SOURCE EXTRACT Start Marker
Re: No hash join across partitioned tables?

From

Tom Lane

Date:

19 April 2009, 20:31:58

Kris Jurka <books@ejurka.com> writes:
> The real problem is getting reasonable stats to pass through the partition
> Append step, so it can make a reasonable estimate of the join output size.

I dug around a bit and concluded that the lack of stats for the Append
relation is indeed the main problem.  It's not so much the bad join size
estimate (although that could hurt for cases where you need to join this
result to another table).  Rather, it's that the planner is deliberately
biased against picking hash joins in the absence of stats for the inner
relation.  Per the comments for estimate_hash_bucketsize:

 * If no statistics are available, use a default estimate of 0.1.  This will
 * discourage use of a hash rather strongly if the inner relation is large,
 * which is what we want.  We do not want to hash unless we know that the
 * inner rel is well-dispersed (or the alternatives seem much worse).
SOURCE EXTRACT End Marker
DATA EXTRACT Start Marker
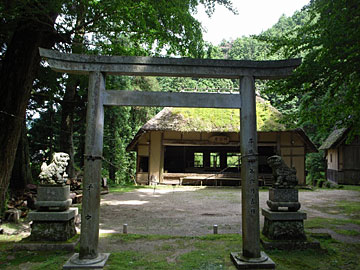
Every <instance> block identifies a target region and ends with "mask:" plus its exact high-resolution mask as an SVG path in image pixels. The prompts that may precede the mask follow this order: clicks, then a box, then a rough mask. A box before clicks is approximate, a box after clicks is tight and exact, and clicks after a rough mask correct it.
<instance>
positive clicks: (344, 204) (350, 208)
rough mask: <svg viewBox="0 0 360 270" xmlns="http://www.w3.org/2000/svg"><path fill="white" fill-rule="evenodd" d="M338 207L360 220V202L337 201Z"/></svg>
mask: <svg viewBox="0 0 360 270" xmlns="http://www.w3.org/2000/svg"><path fill="white" fill-rule="evenodd" d="M336 205H337V207H339V208H340V209H341V210H342V212H344V213H345V214H346V215H349V216H350V217H351V218H354V219H360V202H358V201H337V202H336Z"/></svg>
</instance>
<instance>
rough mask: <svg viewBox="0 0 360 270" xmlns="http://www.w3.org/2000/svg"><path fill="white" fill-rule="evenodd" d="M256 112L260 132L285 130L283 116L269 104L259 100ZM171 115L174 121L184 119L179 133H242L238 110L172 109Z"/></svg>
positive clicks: (211, 108)
mask: <svg viewBox="0 0 360 270" xmlns="http://www.w3.org/2000/svg"><path fill="white" fill-rule="evenodd" d="M256 111H257V113H256V115H257V129H258V130H259V131H279V130H284V126H283V125H282V124H280V118H281V114H280V113H279V112H278V111H276V110H275V109H274V108H272V107H271V105H270V104H269V103H268V102H265V101H264V100H261V101H260V100H258V102H257V103H256ZM171 113H172V114H173V118H174V119H182V120H181V121H179V123H178V125H177V126H176V128H175V129H176V130H177V131H182V132H189V131H204V132H212V131H219V132H239V131H240V111H239V110H238V109H213V108H172V109H171ZM170 118H171V117H170Z"/></svg>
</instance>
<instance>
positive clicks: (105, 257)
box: [63, 253, 110, 270]
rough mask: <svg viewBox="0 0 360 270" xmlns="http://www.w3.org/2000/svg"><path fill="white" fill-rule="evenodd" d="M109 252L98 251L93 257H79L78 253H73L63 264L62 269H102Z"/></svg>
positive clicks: (105, 261)
mask: <svg viewBox="0 0 360 270" xmlns="http://www.w3.org/2000/svg"><path fill="white" fill-rule="evenodd" d="M109 256H110V253H99V254H98V256H97V257H96V258H95V259H82V260H80V259H79V253H75V254H74V255H72V256H71V258H70V259H69V260H68V261H67V262H66V263H65V264H64V265H63V269H68V270H72V269H103V268H104V266H105V264H106V262H107V260H108V259H109Z"/></svg>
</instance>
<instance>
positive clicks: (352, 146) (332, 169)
mask: <svg viewBox="0 0 360 270" xmlns="http://www.w3.org/2000/svg"><path fill="white" fill-rule="evenodd" d="M349 132H350V128H341V129H336V130H334V131H333V132H332V133H331V134H330V135H329V137H328V138H327V139H326V140H325V142H324V143H323V144H322V145H321V147H320V149H321V150H325V155H326V160H327V168H326V178H327V180H329V181H333V182H336V183H338V184H349V185H359V184H360V138H359V136H355V137H354V138H352V139H351V141H350V142H349V141H348V135H349Z"/></svg>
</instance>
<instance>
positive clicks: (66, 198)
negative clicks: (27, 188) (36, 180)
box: [37, 185, 70, 201]
mask: <svg viewBox="0 0 360 270" xmlns="http://www.w3.org/2000/svg"><path fill="white" fill-rule="evenodd" d="M69 198H70V185H40V186H39V187H38V189H37V200H38V201H66V200H67V199H69Z"/></svg>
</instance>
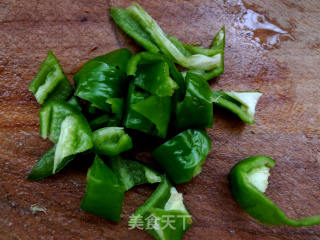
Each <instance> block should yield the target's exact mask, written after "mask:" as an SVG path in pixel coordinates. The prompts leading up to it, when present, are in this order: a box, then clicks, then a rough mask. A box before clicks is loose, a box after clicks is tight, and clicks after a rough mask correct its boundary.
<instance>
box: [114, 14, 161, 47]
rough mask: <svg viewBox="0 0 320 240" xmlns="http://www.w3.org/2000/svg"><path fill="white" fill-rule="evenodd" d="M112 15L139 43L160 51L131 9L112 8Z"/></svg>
mask: <svg viewBox="0 0 320 240" xmlns="http://www.w3.org/2000/svg"><path fill="white" fill-rule="evenodd" d="M110 15H111V17H112V18H113V20H114V21H115V23H116V24H117V25H118V26H119V27H120V28H121V29H122V30H123V31H124V32H125V33H126V34H128V35H129V36H130V37H132V38H133V39H134V40H135V41H137V43H139V44H140V45H141V46H143V47H144V48H145V49H146V50H148V51H150V52H159V48H158V47H157V45H156V44H155V43H154V42H153V41H152V39H151V38H150V36H149V35H148V33H147V32H146V31H144V30H143V28H141V26H140V25H139V24H138V23H137V22H136V21H135V20H134V19H133V18H132V16H131V15H130V13H129V11H128V10H127V9H123V8H111V9H110Z"/></svg>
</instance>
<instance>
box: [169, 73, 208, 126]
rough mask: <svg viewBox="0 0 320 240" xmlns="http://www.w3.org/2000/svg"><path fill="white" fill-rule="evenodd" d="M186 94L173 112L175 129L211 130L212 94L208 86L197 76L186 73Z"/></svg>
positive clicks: (199, 76) (205, 81) (207, 85)
mask: <svg viewBox="0 0 320 240" xmlns="http://www.w3.org/2000/svg"><path fill="white" fill-rule="evenodd" d="M186 84H187V85H186V94H185V96H184V99H183V100H182V101H181V102H178V103H177V106H176V110H175V120H174V121H175V127H176V128H177V129H179V130H180V129H187V128H211V127H212V124H213V108H212V93H211V89H210V86H209V84H208V83H207V82H206V81H205V80H204V79H203V78H202V77H201V76H199V75H196V74H193V73H187V76H186Z"/></svg>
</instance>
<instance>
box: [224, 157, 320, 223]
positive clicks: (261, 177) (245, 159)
mask: <svg viewBox="0 0 320 240" xmlns="http://www.w3.org/2000/svg"><path fill="white" fill-rule="evenodd" d="M274 166H275V161H274V160H273V159H271V158H269V157H266V156H254V157H250V158H247V159H244V160H242V161H241V162H239V163H237V164H236V165H235V166H234V167H233V168H232V169H231V171H230V175H229V179H230V183H231V192H232V195H233V196H234V198H235V199H236V201H237V202H238V203H239V204H240V206H241V207H242V208H243V210H245V211H246V212H247V213H248V214H249V215H251V216H252V217H253V218H255V219H256V220H258V221H259V222H261V223H263V224H266V225H288V226H293V227H303V226H312V225H316V224H320V215H319V216H313V217H308V218H303V219H299V220H294V219H290V218H288V217H287V216H286V215H285V213H284V212H283V211H282V210H281V209H280V208H279V207H278V206H277V205H276V204H275V203H274V202H273V201H271V200H270V199H269V198H268V197H266V196H265V195H264V194H263V193H264V192H265V190H266V189H267V186H268V177H269V170H270V168H272V167H274Z"/></svg>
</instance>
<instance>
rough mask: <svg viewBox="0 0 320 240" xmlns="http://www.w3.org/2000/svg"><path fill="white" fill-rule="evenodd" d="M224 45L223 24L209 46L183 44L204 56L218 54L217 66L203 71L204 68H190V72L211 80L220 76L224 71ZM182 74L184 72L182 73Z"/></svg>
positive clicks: (184, 74) (193, 50)
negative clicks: (210, 45)
mask: <svg viewBox="0 0 320 240" xmlns="http://www.w3.org/2000/svg"><path fill="white" fill-rule="evenodd" d="M224 46H225V27H224V26H223V27H222V28H221V29H220V30H219V32H218V33H217V34H216V36H215V37H214V39H213V41H212V44H211V47H210V48H203V47H197V46H192V45H189V44H184V47H185V48H186V49H188V50H189V51H190V52H191V53H192V54H203V55H206V56H214V55H217V54H221V55H220V63H219V64H218V66H217V67H216V68H214V69H212V70H209V71H204V70H197V69H196V70H190V72H192V73H194V74H199V75H201V77H203V78H204V79H205V80H206V81H208V80H211V79H213V78H215V77H218V76H220V75H221V74H223V73H224ZM183 74H184V75H185V74H186V72H185V73H183Z"/></svg>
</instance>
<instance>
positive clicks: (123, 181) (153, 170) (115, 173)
DATA EXTRACT End Marker
GOAL OF THE EXERCISE: Return the passage of the hash join message above that runs from "Kris Jurka <books@ejurka.com>" up to and including "join output size.", copied word for word.

RESULT:
Kris Jurka <books@ejurka.com> writes:
> The real problem is getting reasonable stats to pass through the partition
> Append step, so it can make a reasonable estimate of the join output size.